## Task details
Please print every line from the one containing "In this exercise you will point out the camera" through the last line of the records below, exactly as written and nothing more.
....................
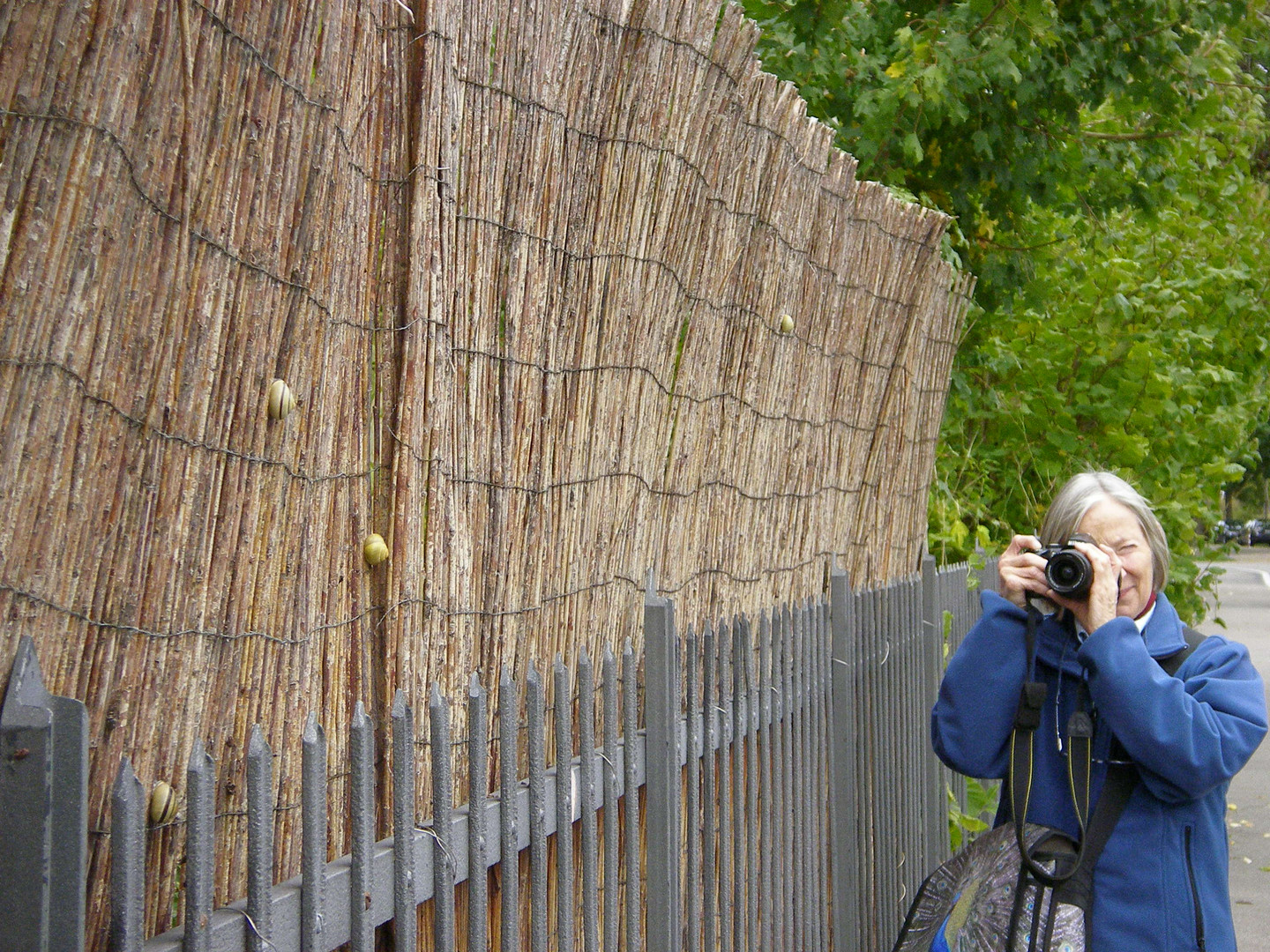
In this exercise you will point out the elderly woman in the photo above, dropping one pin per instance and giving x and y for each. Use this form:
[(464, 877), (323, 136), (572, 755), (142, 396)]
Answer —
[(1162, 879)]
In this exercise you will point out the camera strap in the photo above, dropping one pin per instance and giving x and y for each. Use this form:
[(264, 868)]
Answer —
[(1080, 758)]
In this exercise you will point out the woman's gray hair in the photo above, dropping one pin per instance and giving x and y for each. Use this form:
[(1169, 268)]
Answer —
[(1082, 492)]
....................
## Written solution
In this exercise you will point out the camera strap in the photo above, dropping one pin per instance and giving x and y for each. Use this form:
[(264, 868)]
Answer —
[(1080, 758)]
In this exercise you will point out the woman's gray hair in the photo above, dropping one pin per instance and giving x and y for each. Use this form:
[(1169, 268)]
Answer —
[(1082, 492)]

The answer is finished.